▶ [Your task]:
Reproduce the passage of the piece on sheep worrying from "These days I" up to and including "be causing it?".

:: Excerpted text ::

Sheep Worrying on the Increase
The BBC recently reported that
“the number of dog attacks on sheep in [in Scotland] has risen by 67% in two years, according to the latest rural crime figures
It’s a harrowing subject. Sheep mauled and injured, dogs shot or destroyed, criminal proceedings against dog owners. It is suggested that the instances of sheep worrying are under reported by as much as 50%. So the situation may be worse.
The report got my attention. As a dog owner I have experienced the worst case scenario. It’s a subject I have worked a lot with (mentioned in a much earlier blog post).
11 years ago, one of my hounds got shot for worrying sheep. It is still difficult for me to talk or write about it. The biggest issue has been shame. Shame at letting my dog get into a vulnerable situation, shame at the distress caused to the farmer, his family and his sheep, shame at how it affected my young daughters and shame at what people must think of me. I’m the sort of person that won’t park on a yellow line for fear of getting in trouble. I believed no responsible dog owner would let this happen.
I had always been aware of the risk of dogs chasing sheep. Maybe I had been too focussed on it, in the wrong way, reflecting on the old adage of ‘what you resist persists’. I have made attempts, before and since, to train against it. But I don’t feel it will ever be enough.
These days I will avoid walking my dogs through livestock. In the event that I find livestock are close by I will always have my dogs on a short lead. It is just not worth the risk. I also make sure that I have secure fencing around my garden so that my dogs can’t roam. I concentrate on safety. There was a time when I would have felt that I was restricting their, and my, freedom with this approach. Now I have learnt that some boundaries are necessary to lead a good life.
Why the increase?
I am wondering why there is an increase in sheep worrying? What could be causing it?
The report also said
“Farmers have blamed the double-digit rise in dog attacks on livestock on more ill-equipped dog walkers taking to the countryside.”
Over the last 11 years I have come across two other personal accounts about sheep worrying.
The first was when I was talking to a farmer. They described a time when they had a working farm and were going through a divorce. By their own admission they said their two dogs weren’t getting enough attention because of the other things going on in their life. One day the dogs disappeared. A year later the farmer discovered that they had both been shot by a neighbouring farmer for worrying his sheep.
The second was a story I came across through Facebook. This was from a dog trainer who had working dogs. During a busy period when the trainer reportedly had a lot of things going on, the dogs had had less work to do than usual. Somehow the dogs got out during this time and attacked sheep. His dogs were destroyed. He was so horrified that this had happened to him, he shared it on social media. He gave his motivation for sharing. ‘If it can happen to me, it can happen to anyone’.

:::
:: Material shown ::

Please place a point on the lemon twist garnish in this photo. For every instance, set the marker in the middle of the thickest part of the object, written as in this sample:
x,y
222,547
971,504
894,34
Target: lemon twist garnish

:::

▶ [Completed task]:
These days I will avoid walking my dogs through livestock. In the event that I find livestock are close by I will always have my dogs on a short lead. It is just not worth the risk. I also make sure that I have secure fencing around my garden so that my dogs can’t roam. I concentrate on safety. There was a time when I would have felt that I was restricting their, and my, freedom with this approach. Now I have learnt that some boundaries are necessary to lead a good life.
Why the increase?
I am wondering why there is an increase in sheep worrying? What could be causing it?